Print each of the records below, leaving every word as it is.

Information supplied Block Start

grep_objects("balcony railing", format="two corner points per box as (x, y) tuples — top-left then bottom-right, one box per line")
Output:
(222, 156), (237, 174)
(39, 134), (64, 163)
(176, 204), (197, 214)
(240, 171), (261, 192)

Information supplied Block End

Response for this exercise »
grep_objects("balcony railing", format="two corner points per box as (x, y) tuples — top-left then bottom-right, one box per line")
Output:
(222, 156), (237, 174)
(39, 134), (64, 163)
(176, 204), (197, 214)
(240, 171), (261, 192)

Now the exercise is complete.